▸ INSTRUCTION:
Determine how many lines of the records below contain the string "orange", treating uppercase and lowercase as different. Give only the number.
-------- RECORDS FOR THIS TASK --------
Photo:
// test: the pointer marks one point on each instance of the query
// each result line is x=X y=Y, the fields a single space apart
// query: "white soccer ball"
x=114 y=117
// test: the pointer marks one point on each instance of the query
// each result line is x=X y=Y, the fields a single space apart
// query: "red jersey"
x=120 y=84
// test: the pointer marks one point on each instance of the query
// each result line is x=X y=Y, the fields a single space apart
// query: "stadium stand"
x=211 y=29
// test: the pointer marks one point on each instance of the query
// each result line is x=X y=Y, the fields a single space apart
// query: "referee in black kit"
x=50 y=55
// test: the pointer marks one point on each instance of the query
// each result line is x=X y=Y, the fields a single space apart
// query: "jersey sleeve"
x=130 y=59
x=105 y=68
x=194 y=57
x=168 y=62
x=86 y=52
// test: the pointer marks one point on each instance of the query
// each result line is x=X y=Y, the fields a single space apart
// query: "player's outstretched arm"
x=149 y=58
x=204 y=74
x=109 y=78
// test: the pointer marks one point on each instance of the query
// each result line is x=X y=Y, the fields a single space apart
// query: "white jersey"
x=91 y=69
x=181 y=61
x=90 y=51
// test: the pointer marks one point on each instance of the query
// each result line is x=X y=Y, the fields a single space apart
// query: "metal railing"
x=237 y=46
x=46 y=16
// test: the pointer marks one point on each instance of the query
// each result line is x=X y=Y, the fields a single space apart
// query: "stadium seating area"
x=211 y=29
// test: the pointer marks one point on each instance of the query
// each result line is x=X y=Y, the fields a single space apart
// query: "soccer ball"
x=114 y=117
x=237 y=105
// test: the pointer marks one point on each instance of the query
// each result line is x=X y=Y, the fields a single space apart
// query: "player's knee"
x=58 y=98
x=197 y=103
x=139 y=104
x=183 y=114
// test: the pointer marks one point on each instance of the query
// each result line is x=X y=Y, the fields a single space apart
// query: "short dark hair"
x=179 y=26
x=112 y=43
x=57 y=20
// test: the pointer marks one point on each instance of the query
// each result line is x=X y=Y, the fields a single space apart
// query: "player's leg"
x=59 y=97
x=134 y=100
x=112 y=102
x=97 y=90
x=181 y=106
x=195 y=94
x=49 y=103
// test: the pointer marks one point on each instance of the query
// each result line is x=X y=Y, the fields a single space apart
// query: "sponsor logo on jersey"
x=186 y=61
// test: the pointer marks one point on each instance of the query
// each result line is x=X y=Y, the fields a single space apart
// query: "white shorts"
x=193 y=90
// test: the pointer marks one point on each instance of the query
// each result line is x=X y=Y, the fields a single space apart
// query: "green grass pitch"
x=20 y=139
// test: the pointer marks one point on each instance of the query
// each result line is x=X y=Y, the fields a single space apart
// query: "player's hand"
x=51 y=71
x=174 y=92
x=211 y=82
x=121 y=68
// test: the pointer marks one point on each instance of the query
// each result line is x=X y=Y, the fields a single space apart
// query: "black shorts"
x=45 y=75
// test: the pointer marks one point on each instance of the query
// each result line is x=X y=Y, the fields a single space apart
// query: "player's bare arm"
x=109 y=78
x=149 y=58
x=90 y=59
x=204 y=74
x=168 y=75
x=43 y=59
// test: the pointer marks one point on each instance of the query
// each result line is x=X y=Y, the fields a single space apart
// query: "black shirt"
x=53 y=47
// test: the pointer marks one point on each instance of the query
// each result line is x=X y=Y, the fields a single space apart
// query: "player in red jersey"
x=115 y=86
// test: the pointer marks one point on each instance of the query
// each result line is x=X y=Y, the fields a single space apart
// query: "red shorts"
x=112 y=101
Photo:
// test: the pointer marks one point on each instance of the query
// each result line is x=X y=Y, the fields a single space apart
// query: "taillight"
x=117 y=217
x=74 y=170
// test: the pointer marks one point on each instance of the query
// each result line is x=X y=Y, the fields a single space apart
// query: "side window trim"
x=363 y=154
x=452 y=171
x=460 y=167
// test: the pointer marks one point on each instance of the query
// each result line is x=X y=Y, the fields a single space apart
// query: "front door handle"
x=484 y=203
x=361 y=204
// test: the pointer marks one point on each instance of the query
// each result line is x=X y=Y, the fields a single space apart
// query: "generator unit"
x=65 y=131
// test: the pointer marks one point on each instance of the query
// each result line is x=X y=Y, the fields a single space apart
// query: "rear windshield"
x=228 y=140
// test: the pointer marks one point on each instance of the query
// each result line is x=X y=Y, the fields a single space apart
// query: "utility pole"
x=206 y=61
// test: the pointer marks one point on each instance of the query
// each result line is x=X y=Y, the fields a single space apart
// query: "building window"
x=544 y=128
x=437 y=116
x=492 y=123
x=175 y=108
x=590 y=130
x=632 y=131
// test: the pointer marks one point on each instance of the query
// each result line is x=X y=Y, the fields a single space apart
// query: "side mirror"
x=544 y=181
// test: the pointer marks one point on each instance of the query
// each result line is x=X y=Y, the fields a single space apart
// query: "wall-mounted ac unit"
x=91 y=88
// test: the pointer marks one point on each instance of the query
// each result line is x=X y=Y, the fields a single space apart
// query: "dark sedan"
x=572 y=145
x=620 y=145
--------
-------- RECORDS FOR THIS TASK --------
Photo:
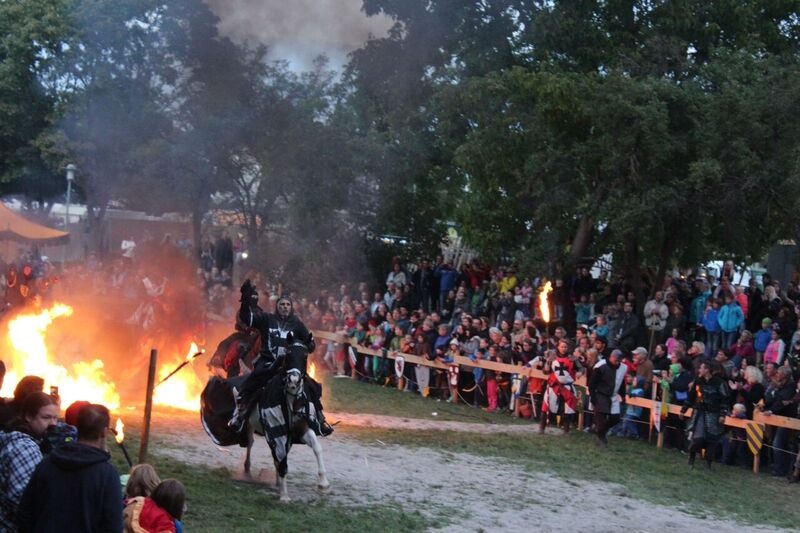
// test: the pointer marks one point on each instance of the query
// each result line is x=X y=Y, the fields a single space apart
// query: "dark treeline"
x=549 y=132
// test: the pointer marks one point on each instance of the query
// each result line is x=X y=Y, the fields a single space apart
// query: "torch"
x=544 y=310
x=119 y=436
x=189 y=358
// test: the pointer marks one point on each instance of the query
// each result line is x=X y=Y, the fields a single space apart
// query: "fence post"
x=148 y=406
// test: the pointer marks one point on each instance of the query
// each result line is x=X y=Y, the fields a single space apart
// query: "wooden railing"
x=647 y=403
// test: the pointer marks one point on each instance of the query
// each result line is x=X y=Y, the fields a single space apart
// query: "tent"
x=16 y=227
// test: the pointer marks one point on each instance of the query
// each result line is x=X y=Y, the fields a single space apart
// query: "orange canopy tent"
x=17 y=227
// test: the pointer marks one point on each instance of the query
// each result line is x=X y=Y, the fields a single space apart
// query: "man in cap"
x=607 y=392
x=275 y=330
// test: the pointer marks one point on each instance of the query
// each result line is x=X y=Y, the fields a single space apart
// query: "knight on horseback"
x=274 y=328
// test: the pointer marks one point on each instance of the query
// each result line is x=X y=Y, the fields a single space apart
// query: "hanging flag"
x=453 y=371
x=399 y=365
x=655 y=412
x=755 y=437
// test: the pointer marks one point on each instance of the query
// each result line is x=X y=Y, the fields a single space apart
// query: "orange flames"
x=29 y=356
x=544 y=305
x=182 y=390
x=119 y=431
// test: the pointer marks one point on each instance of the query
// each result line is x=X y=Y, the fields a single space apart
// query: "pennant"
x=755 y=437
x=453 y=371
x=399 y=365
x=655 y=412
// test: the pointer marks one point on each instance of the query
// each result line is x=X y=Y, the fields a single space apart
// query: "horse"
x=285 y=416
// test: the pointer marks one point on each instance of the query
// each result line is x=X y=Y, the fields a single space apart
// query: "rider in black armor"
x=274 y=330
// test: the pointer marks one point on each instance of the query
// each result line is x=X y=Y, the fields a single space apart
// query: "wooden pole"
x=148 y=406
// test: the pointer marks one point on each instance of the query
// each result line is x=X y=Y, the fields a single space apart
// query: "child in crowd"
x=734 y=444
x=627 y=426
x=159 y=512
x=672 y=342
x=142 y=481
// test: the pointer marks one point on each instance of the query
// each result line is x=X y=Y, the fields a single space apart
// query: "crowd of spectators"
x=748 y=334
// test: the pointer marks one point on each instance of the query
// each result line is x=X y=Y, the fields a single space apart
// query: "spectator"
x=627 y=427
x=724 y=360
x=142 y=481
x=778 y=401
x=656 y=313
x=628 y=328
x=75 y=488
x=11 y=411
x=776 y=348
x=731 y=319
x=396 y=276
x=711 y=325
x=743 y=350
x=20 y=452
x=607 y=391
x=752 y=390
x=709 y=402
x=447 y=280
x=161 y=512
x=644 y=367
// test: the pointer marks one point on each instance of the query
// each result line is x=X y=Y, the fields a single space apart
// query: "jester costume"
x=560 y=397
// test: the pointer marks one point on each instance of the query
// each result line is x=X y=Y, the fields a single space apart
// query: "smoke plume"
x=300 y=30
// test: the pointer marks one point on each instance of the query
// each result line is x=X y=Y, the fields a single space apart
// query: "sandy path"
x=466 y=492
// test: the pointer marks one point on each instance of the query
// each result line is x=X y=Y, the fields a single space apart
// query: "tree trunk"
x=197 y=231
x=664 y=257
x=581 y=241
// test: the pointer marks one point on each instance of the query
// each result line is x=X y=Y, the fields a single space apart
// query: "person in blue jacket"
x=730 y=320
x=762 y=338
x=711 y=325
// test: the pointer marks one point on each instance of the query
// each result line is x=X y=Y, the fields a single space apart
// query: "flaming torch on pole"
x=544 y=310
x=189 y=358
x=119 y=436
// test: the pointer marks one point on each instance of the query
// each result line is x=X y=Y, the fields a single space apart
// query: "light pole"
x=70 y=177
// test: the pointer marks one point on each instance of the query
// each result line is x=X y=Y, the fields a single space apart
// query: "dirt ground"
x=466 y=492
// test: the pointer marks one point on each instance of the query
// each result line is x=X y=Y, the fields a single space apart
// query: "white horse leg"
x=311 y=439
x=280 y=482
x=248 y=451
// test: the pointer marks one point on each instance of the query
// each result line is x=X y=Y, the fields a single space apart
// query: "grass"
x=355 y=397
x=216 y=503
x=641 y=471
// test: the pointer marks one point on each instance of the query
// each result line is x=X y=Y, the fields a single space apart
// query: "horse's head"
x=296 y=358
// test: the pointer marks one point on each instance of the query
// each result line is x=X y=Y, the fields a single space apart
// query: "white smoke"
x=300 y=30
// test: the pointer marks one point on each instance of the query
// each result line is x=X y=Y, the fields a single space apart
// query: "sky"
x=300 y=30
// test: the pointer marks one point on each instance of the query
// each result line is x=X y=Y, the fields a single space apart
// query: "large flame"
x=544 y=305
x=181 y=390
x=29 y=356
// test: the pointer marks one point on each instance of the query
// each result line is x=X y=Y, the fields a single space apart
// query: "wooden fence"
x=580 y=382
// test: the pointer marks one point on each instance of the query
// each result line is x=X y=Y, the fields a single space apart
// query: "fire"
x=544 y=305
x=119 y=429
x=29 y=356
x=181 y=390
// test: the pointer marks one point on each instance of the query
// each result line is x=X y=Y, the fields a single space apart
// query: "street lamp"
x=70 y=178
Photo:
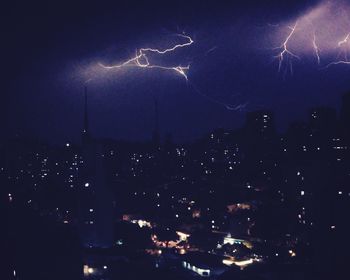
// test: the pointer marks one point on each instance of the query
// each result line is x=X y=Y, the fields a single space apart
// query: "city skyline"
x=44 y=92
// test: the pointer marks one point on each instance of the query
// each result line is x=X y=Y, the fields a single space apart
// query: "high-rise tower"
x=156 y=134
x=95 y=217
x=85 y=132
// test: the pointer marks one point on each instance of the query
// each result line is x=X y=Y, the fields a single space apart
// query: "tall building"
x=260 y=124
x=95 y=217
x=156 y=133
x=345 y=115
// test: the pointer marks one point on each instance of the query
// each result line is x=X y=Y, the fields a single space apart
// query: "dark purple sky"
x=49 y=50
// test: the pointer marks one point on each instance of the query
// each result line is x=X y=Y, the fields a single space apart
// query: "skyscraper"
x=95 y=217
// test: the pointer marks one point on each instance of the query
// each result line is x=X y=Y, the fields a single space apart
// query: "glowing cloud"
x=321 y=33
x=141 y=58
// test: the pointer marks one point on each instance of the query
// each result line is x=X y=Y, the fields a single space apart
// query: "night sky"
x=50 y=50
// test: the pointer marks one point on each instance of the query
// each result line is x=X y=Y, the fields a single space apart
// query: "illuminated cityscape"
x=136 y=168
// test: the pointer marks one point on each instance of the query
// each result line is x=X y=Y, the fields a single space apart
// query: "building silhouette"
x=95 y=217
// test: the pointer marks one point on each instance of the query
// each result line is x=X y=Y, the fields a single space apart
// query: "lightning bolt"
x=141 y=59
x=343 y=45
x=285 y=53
--------
▸ FULL RESPONSE:
2